[Provided information Boundary: Start]

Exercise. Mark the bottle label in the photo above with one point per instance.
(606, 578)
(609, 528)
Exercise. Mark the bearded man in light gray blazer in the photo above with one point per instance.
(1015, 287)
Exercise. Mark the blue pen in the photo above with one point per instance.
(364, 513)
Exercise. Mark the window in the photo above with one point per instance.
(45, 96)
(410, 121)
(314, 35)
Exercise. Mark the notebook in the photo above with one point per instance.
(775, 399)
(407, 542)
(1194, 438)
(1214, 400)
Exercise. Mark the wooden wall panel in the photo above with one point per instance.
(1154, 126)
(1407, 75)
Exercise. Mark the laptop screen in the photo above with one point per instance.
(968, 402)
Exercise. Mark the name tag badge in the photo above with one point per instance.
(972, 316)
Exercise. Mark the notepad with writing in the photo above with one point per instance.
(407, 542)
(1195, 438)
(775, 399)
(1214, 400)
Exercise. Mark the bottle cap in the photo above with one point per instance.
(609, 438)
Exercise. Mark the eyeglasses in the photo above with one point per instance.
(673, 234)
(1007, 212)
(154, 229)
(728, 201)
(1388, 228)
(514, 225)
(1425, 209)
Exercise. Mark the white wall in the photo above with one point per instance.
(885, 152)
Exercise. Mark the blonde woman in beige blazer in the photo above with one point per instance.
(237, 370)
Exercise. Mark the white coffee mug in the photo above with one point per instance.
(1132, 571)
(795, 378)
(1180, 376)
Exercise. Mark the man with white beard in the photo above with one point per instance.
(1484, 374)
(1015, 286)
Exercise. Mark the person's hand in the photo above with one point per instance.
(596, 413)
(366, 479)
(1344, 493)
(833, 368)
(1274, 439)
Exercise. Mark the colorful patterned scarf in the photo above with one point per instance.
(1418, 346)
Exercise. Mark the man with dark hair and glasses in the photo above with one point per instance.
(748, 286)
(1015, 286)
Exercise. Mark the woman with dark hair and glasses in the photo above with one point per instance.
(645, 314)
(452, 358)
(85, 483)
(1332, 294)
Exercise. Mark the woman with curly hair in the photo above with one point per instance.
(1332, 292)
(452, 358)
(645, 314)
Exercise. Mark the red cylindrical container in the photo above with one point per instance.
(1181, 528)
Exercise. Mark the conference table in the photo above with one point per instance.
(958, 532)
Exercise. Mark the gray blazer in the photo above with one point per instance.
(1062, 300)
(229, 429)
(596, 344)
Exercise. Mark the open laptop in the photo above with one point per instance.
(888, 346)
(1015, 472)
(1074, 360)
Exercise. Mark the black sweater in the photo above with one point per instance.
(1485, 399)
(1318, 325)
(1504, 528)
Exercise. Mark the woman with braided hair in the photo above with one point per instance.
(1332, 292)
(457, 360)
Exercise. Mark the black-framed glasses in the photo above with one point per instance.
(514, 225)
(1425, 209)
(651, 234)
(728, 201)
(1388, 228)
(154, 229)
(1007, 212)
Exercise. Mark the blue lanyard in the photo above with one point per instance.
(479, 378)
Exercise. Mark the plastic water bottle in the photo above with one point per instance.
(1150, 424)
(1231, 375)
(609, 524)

[Provided information Boundary: End]

> [Task to carry out]
Print the lines from the one containing "Exercise. Mark the red" through the end of the material, word for word, and nothing else.

> [Written reply]
Exercise. Mark the red cylindrical container in the photo above with one point per instance.
(1181, 528)
Exercise. Mark the conference table in the photo above with one point per instance.
(958, 532)
Exercise. Mark the gray blazer in the photo above with one point per instance.
(1062, 300)
(229, 429)
(596, 344)
Exercise. Mark the open laptop in the photo above with one point per instance.
(888, 346)
(1015, 472)
(1074, 360)
Exercise. Mark the black sweater in the photo above with one point per instance.
(1485, 399)
(1318, 325)
(1504, 528)
Exercise. Mark the woman with braided hair in the photo above with one point per instance.
(1332, 292)
(457, 360)
Exercise. Mark the black-framed glasses in the photo above with one point per instance.
(514, 225)
(1425, 209)
(651, 234)
(728, 201)
(1388, 228)
(154, 229)
(1007, 212)
Exercise. Mark the blue lanyard in the photo above with one point per instance.
(479, 378)
Exercise. Mark the plastic water bottle in the photo above with one point per instance.
(1150, 424)
(1231, 375)
(609, 524)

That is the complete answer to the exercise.